**Texto de origem**

####################

Quando Rui Rio chegou à Câmara do Porto afirmou: nem mais um tostão para a Cultura enquanto existirem bairros degradados. E no mesmo ano cortou os apoios a todos os projectos culturais da cidade e a todas as associações e equipamentos dos bairros sociais. A mentira demagógica era óbvia mas foi colando. Dizia-se (diz-se ainda, como é possível?) que este é um homem sério a pôr as contas da cidade em ordem…
Dos bairros sabemos a história: perseguições aos habitantes, despejos cruéis, autênticas deportações de famílias de um lado para o outro da cidade e os bairros cada vez com menos equipamentos, cada vez mais guetizados, cada vez mais destruídos. Em tempo de eleições pintaram-se algumas fachadas, deixando o interior com pias em vez de chuveiros e a humidade a comê-los. A sensibilidade social de Rui Rio é a mesma dos especuladores imobiliários ávidos dos terrenos do Aleixo com vista para o Douro ou tremendo de excitação com a expulsão dos indesejados dos terrenos em volta dos dois únicos parques verdes da Cidade. Só não vê quem não quer.
E quanto à cultura? Bem, a primeira opção foi silenciar a criação artística da cidade e trocar cultura por entretenimento. Acabaram os apoios aos criadores, mas também a agenda cultural ou o apoio logístico à itinerância. E depois vieram as corridas de carros, com milhões em obras e destruindo até uma futura linha de metro, vieram os aviões malabaristas e os milhões na pista já sem uso e, claro, foi-se o Teatro Municipal. Os agentes culturais avisaram: é um atentado cultural e um negócio ruinoso. A autarquia prepotente impôs-se, o Governo encolheu os ombros.

####################

**Listagem**
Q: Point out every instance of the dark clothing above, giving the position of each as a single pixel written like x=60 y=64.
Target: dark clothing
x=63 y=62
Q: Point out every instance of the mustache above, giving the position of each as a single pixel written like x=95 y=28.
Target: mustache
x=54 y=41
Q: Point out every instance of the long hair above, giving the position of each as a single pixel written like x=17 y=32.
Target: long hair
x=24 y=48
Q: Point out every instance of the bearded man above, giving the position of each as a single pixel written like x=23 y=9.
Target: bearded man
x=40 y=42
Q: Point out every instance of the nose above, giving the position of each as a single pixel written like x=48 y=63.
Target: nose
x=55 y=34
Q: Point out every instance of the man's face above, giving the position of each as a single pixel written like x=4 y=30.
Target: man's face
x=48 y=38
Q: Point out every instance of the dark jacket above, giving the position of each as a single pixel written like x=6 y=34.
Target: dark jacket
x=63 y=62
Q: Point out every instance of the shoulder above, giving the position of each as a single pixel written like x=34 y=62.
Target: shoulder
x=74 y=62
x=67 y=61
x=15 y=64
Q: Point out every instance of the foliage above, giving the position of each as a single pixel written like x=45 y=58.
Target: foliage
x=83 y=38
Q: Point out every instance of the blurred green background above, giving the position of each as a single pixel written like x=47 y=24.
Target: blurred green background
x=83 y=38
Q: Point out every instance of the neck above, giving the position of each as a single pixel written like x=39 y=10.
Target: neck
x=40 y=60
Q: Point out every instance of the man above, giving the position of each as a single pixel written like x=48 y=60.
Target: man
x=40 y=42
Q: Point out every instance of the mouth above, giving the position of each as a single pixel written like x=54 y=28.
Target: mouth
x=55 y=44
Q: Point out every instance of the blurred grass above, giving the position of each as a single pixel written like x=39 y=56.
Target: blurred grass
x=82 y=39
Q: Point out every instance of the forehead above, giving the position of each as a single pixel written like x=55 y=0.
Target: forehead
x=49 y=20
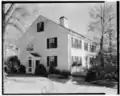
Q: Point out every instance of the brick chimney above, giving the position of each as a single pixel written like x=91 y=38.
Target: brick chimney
x=64 y=21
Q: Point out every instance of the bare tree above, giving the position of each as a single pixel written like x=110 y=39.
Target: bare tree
x=101 y=23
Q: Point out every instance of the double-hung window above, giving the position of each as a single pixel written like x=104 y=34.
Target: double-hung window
x=40 y=26
x=52 y=42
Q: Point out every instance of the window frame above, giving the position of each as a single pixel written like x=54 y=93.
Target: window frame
x=52 y=62
x=52 y=44
x=39 y=25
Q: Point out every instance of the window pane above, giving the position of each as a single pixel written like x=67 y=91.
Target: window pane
x=30 y=63
x=30 y=69
x=52 y=61
x=40 y=26
x=52 y=42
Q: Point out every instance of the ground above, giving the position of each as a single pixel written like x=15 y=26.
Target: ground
x=50 y=85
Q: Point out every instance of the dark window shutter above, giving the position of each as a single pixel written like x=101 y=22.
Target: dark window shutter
x=55 y=61
x=41 y=26
x=38 y=27
x=47 y=60
x=55 y=42
x=47 y=43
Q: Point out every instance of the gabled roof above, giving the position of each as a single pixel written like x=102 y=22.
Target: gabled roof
x=70 y=31
x=35 y=54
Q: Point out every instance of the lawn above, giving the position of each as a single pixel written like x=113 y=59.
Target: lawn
x=51 y=85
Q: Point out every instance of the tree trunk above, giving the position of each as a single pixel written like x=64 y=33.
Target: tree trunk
x=101 y=52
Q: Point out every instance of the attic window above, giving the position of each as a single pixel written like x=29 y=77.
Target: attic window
x=40 y=26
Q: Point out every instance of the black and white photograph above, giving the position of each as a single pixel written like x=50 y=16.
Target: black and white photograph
x=60 y=47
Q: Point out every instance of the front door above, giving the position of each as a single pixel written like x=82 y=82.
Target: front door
x=37 y=63
x=30 y=66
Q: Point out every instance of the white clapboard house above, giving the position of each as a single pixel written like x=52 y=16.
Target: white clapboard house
x=47 y=42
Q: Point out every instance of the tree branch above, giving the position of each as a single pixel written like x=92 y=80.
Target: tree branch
x=12 y=24
x=9 y=10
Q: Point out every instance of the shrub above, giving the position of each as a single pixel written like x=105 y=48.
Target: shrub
x=41 y=70
x=12 y=65
x=53 y=70
x=22 y=69
x=100 y=73
x=65 y=73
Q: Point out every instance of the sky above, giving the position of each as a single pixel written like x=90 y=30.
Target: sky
x=76 y=13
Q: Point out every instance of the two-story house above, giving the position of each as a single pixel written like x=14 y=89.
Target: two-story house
x=47 y=42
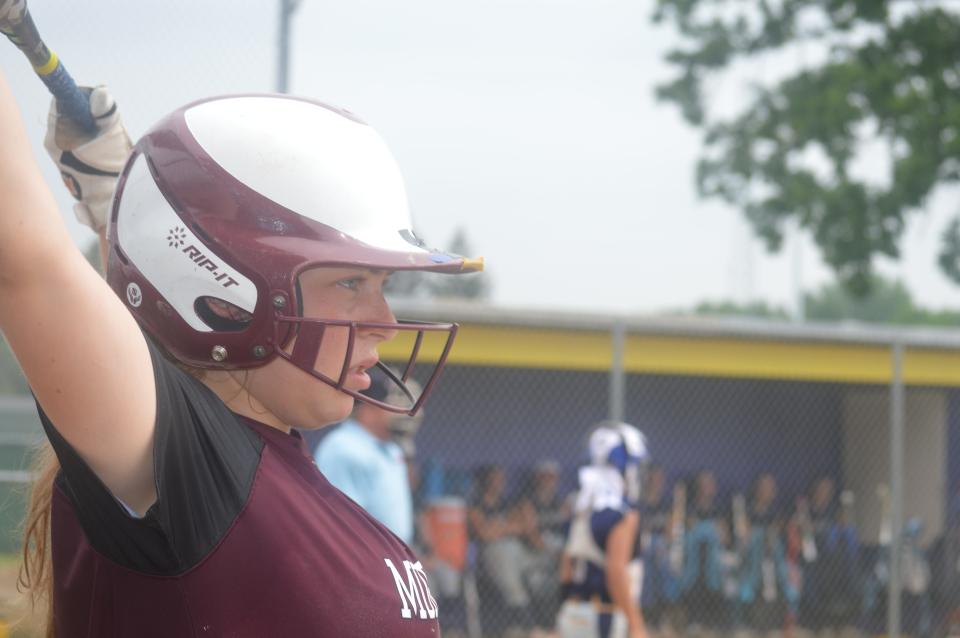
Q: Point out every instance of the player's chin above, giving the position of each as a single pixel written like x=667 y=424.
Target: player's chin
x=330 y=408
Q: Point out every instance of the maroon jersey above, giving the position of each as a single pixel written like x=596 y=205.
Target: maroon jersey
x=246 y=539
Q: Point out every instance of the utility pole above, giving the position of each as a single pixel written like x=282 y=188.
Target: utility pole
x=287 y=7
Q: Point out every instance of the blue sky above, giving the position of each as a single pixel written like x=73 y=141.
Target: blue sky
x=531 y=123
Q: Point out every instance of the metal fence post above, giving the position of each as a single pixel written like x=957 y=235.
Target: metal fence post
x=897 y=427
x=618 y=337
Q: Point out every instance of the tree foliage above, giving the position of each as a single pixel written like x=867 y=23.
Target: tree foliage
x=892 y=75
x=887 y=302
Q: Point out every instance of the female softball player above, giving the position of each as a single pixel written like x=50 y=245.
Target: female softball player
x=249 y=241
x=601 y=570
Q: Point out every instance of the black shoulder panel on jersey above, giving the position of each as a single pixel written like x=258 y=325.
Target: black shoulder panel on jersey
x=205 y=461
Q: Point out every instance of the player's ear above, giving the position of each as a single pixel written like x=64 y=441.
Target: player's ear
x=222 y=315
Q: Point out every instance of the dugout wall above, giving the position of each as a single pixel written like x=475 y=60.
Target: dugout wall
x=736 y=397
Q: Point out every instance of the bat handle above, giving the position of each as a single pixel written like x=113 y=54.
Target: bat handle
x=72 y=101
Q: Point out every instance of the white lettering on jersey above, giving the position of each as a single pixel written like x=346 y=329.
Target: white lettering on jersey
x=414 y=593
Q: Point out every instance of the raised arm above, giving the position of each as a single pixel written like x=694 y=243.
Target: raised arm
x=81 y=351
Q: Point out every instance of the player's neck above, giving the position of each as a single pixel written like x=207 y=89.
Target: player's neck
x=238 y=400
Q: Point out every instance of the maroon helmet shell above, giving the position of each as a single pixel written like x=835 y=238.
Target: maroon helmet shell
x=232 y=198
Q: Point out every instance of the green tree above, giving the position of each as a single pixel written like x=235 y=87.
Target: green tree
x=887 y=302
x=891 y=76
x=472 y=286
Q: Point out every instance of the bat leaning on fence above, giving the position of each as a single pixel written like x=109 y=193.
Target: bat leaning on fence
x=17 y=24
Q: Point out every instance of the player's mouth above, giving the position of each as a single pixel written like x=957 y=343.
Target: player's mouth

####################

**Problema proposto A**
Diga se cada afirmação está de acordo com o texto de origem, respondendo sim ou não e citando as palavras do texto que o decidem: (i) Rui Rio cortou os apoios aos projetos culturais logo no ano em que chegou à Câmara; (ii) em tempo de eleições, as casas dos bairros foram arranjadas por dentro; (iii) o Governo opôs-se ao que a autarquia fez com o Teatro Municipal.
**Problema proposto B**
Segundo o texto de origem, que razão deu Rui Rio, ao chegar à Câmara do Porto, para não gastar mais dinheiro com a Cultura?
A listagem não faz falta para nada.

**Resposta escrita A**
(i) Sim: "E no mesmo ano cortou os apoios a todos os projectos culturais da cidade".
(ii) Não: "pintaram-se algumas fachadas, deixando o interior com pias em vez de chuveiros e a humidade a comê-los".
(iii) Não: "o Governo encolheu os ombros".

**Resposta escrita B**
Rui Rio disse que não daria "nem mais um tostão para a Cultura" enquanto houvesse bairros degradados na cidade.